Exclude the pictures from your copy, and reproduce each entry below verbatim.

[Image point grounding data]
# # # #
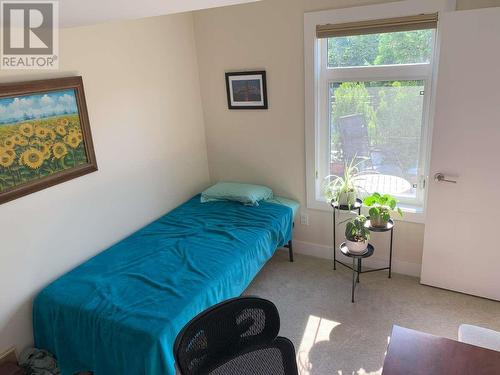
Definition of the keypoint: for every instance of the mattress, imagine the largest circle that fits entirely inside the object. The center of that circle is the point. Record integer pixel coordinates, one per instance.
(119, 312)
(286, 202)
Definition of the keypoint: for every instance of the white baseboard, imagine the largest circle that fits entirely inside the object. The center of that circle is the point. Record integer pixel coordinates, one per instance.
(326, 252)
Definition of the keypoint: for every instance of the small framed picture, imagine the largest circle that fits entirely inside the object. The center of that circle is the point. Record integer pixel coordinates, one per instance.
(246, 90)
# # # #
TASK SOLUTION:
Definition of the keypoint: for every instance of the mattress, imagine the largest circle that fits entirely inside the object. The center of that circle is the point. Record integer pixel coordinates, one per instance.
(119, 312)
(286, 202)
Definition of the keypoint: for every instance of the white baseboard, imagine the largest circle that fits entirely inside the object. The center of that circle is the point. Record integer pixel coordinates, one per instance.
(326, 252)
Definition of the keypoint: for every instance of the small framed picture, imagine the largest circle that fits entirely inside the object. The center of that circle is the point. Record integer pixel coordinates, one per instance.
(246, 90)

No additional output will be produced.